> Extract to read
++++
HDOJ I Love You Too （第一周）

I Love You Too

Time Limit : 2000/1000ms (Java/Other)   Memory Limit : 32768/32768K (Java/Other)

Total Submission(s) : 11   Accepted Submission(s) : 5

Problem Description

This is a true story. A man showed his love to a girl,but the girl didn't replied clearly ,just gave him a Morse Code:
****-/*----/----*/****-/****-/*----/---**/*----/****-/*----/-****/***--/****-/*----/----*/**---/-****/**---/**---/***--/--***/****-/   He was so anxious that he asked for help in the Internet and after one day a girl named "Pianyi angel" found the secret of this code. She translate this code as this five steps:
1.First translate the morse code to a number string: 4194418141634192622374
2.Second she cut two number as one group 41 94 41 81 41 63 41 92 62 23 74,according to standard Mobile phone can get this alphabet: GZGTGOGXNCS

3.Third she change this alphabet according to the keyboard: QWERTYUIOPASDFGHJKLZXCVBNM = ABCDEFGHIJKLMNOPQRSTUVWXYZ
So ,we can get OTOEOIOUYVL
4.Fourth, divide this alphabet to two parts: OTOEOI and OUYVL, compose again.we will get OOTUOYEVOLI
5.Finally,reverse this alphabet the answer will appear : I LOVE YOU TOO

I guess you might worship Pianyi angel as me,so let's Orz her.
Now,the task is translate the number strings.

 

Input

A number string each line(length <= 1000). I ensure all input are legal.

 

Output

An upper alphabet string.

 

Sample Input

  

   4194418141634192622374
41944181416341926223
  

 

Sample Output

  

   ILOVEYOUTOO
VOYEUOOTIO

  

 

读懂了就好做了，一次A
ac代码：

#include<stdio.h>
#include<stdlib.h>
#include<iostream>
#include<algorithm>
#include<string.h>
using namespace std;
char s1[1050][6]={{"ABC"},{"DEF"},{"GHI"},{"JKL"},{"MNO"},{"PQRS"},{"TUV"},{"WXYZ"}};//step1
char s2[4][1050]={{"QWERTYUIOPASDFGHJKLZXCVBNM"},{"ABCDEFGHIJKLMNOPQRSTUVWXYZ"}};//step2
int main()
{
    char num[1050],s[1050];
    char last[1050];
    int i,j;
    while(scanf("%s",s)!=EOF)
    {
        int len=strlen(s);
        int c=0;//step1
        for(i=0;i<len;)
        {
            num[c++]=s1[s[i]-'0'-2][s[i+1]-'0'-1];
            i+=2;
        }
        for(j=0;j<c;j++)
        {
            for(i=0;i<26;i++)
            {
                if(s2[0][i]==num[j])
                {
                    num[j]=s2[1][i];
                    break;
                }
            }
        }
        int k;
        if(c%2==1)
        k=c/2+1;
        else
        k=c/2;
        int l=0;
        for(i=0,j=k;i<k;i++,j++)
        {
            last[l++]=num[i];
            if(j<c)
            last[l++]=num[j];
        }
        i=l-1;
        while(i>=0)
        {
            printf("%c",last[i]);
            i--;
        }
        printf("\n");
    }
    return 0;
}
++++
> Input records
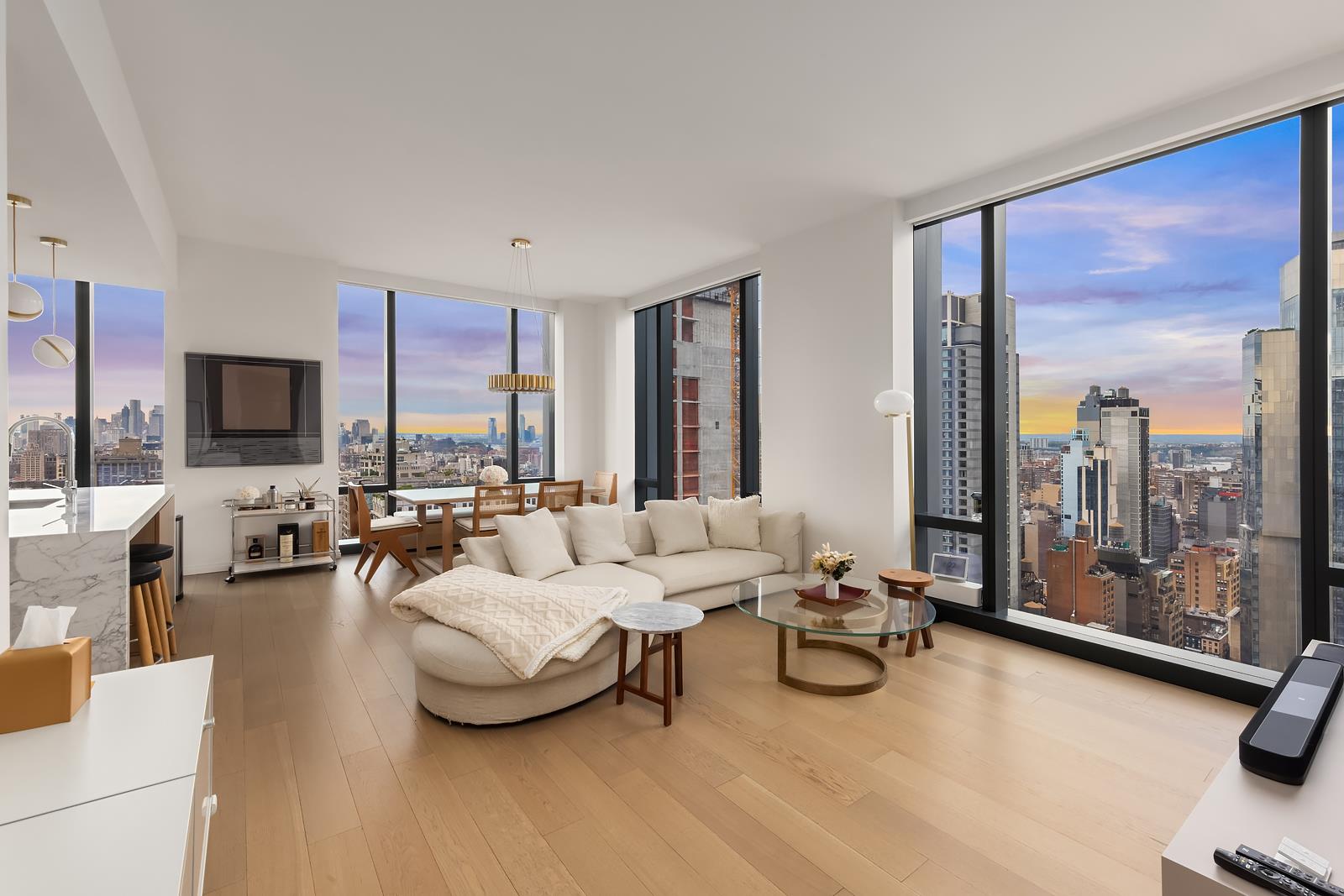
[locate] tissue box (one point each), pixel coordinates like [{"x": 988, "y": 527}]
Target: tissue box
[{"x": 44, "y": 685}]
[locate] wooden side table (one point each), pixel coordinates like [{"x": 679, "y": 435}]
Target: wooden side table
[
  {"x": 667, "y": 620},
  {"x": 907, "y": 584}
]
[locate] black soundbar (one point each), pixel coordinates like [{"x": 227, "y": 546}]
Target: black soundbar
[{"x": 1281, "y": 738}]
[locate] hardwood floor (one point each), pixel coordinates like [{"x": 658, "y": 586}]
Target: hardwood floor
[{"x": 983, "y": 768}]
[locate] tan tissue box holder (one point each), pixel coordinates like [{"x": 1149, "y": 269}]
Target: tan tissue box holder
[{"x": 44, "y": 685}]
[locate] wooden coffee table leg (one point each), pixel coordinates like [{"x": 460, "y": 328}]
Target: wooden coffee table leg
[
  {"x": 620, "y": 668},
  {"x": 678, "y": 644},
  {"x": 667, "y": 680}
]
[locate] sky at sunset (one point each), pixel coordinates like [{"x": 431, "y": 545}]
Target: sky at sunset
[
  {"x": 445, "y": 349},
  {"x": 1147, "y": 277},
  {"x": 128, "y": 351}
]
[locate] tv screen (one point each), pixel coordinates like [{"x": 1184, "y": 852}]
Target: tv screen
[{"x": 253, "y": 411}]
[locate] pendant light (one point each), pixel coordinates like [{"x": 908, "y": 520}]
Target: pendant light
[
  {"x": 24, "y": 301},
  {"x": 521, "y": 270},
  {"x": 53, "y": 351}
]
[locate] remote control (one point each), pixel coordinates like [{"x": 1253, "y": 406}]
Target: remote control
[
  {"x": 1258, "y": 873},
  {"x": 1303, "y": 878}
]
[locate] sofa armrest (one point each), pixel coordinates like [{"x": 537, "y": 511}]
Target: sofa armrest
[{"x": 781, "y": 533}]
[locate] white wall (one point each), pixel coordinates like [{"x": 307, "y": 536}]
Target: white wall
[
  {"x": 828, "y": 316},
  {"x": 244, "y": 301}
]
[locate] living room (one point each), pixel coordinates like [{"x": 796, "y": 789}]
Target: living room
[{"x": 741, "y": 448}]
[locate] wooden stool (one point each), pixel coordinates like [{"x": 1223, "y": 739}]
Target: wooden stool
[
  {"x": 667, "y": 620},
  {"x": 163, "y": 600},
  {"x": 151, "y": 627},
  {"x": 907, "y": 584}
]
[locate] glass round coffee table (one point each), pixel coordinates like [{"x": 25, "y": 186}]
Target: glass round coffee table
[{"x": 776, "y": 600}]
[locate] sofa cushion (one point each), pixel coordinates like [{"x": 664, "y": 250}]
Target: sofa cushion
[
  {"x": 736, "y": 523},
  {"x": 638, "y": 535},
  {"x": 613, "y": 575},
  {"x": 456, "y": 656},
  {"x": 682, "y": 573},
  {"x": 486, "y": 553},
  {"x": 598, "y": 533},
  {"x": 534, "y": 544},
  {"x": 678, "y": 527}
]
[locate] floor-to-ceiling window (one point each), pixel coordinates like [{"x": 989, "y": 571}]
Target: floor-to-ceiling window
[
  {"x": 1112, "y": 396},
  {"x": 698, "y": 394},
  {"x": 111, "y": 396},
  {"x": 414, "y": 407}
]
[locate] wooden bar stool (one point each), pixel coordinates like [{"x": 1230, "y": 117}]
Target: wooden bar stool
[
  {"x": 156, "y": 553},
  {"x": 151, "y": 627}
]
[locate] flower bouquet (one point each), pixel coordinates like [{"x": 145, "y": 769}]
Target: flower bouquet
[{"x": 832, "y": 566}]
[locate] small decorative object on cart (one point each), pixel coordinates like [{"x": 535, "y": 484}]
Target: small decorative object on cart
[
  {"x": 832, "y": 566},
  {"x": 306, "y": 493}
]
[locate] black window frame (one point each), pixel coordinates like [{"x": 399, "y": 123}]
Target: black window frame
[
  {"x": 389, "y": 483},
  {"x": 1317, "y": 575},
  {"x": 654, "y": 398}
]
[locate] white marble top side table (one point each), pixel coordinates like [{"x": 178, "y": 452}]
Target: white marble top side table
[{"x": 667, "y": 620}]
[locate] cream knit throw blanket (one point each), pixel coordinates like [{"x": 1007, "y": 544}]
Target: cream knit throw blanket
[{"x": 523, "y": 622}]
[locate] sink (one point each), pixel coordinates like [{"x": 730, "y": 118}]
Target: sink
[{"x": 34, "y": 497}]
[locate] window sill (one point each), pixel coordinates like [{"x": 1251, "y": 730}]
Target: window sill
[{"x": 1184, "y": 668}]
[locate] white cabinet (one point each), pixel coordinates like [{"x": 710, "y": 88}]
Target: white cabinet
[{"x": 120, "y": 799}]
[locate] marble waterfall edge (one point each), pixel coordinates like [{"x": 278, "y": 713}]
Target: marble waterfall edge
[{"x": 87, "y": 570}]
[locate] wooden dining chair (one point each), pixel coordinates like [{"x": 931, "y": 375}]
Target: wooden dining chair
[
  {"x": 605, "y": 481},
  {"x": 491, "y": 501},
  {"x": 557, "y": 496},
  {"x": 380, "y": 537}
]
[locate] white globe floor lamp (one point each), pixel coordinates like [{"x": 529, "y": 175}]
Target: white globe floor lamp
[{"x": 898, "y": 403}]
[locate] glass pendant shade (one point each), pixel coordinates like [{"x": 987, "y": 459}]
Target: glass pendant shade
[
  {"x": 54, "y": 351},
  {"x": 24, "y": 302}
]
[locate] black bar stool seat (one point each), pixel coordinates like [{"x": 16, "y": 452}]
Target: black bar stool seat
[
  {"x": 150, "y": 553},
  {"x": 144, "y": 573}
]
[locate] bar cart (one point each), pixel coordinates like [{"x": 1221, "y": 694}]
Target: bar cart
[{"x": 291, "y": 506}]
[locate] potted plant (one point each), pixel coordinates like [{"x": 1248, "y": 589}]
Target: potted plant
[
  {"x": 306, "y": 493},
  {"x": 832, "y": 566}
]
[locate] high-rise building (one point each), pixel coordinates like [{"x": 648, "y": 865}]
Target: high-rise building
[
  {"x": 1209, "y": 578},
  {"x": 1166, "y": 535},
  {"x": 960, "y": 425},
  {"x": 1079, "y": 587},
  {"x": 1116, "y": 419},
  {"x": 1270, "y": 531},
  {"x": 1220, "y": 513}
]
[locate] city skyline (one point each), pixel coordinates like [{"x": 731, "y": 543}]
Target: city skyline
[{"x": 1147, "y": 277}]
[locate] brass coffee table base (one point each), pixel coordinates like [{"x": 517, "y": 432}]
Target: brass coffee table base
[{"x": 828, "y": 689}]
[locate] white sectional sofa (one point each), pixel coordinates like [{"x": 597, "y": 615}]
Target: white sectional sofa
[{"x": 457, "y": 678}]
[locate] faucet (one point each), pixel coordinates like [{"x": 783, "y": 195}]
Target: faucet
[{"x": 67, "y": 485}]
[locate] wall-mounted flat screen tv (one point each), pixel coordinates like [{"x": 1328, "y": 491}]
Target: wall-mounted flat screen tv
[{"x": 253, "y": 411}]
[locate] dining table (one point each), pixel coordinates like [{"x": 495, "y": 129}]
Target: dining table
[{"x": 447, "y": 497}]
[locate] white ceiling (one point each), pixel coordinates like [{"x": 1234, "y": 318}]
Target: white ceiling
[
  {"x": 636, "y": 141},
  {"x": 60, "y": 160}
]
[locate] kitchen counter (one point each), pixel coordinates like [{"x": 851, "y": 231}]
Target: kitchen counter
[{"x": 82, "y": 559}]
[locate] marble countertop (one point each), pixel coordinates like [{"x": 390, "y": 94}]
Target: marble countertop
[{"x": 118, "y": 508}]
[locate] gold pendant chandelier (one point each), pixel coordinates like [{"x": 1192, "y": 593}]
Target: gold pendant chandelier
[{"x": 521, "y": 270}]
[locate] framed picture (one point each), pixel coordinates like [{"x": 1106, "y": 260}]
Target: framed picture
[{"x": 949, "y": 566}]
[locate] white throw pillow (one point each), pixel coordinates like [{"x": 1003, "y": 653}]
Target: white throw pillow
[
  {"x": 678, "y": 527},
  {"x": 737, "y": 523},
  {"x": 598, "y": 533},
  {"x": 534, "y": 544},
  {"x": 488, "y": 553}
]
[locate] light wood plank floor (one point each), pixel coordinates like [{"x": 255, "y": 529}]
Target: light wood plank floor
[{"x": 983, "y": 768}]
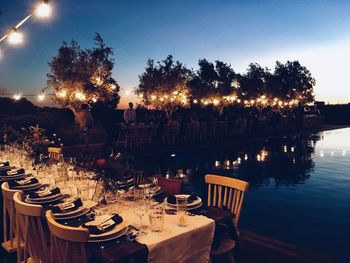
++++
> Instruction 1
Can you extract the part of the I Love You Too problem page starting at "Now,the task is" and ending at "upper alphabet string."?
> Instruction 2
Which lines of the records contain the word "soundbar"? Pick out each one and copy it.

> Expected answer 1
Now,the task is translate the number strings.

 

Input

A number string each line(length <= 1000). I ensure all input are legal.

 

Output

An upper alphabet string.

> Expected answer 2
[locate] black soundbar (one point each), pixel coordinates like [{"x": 227, "y": 546}]
Target: black soundbar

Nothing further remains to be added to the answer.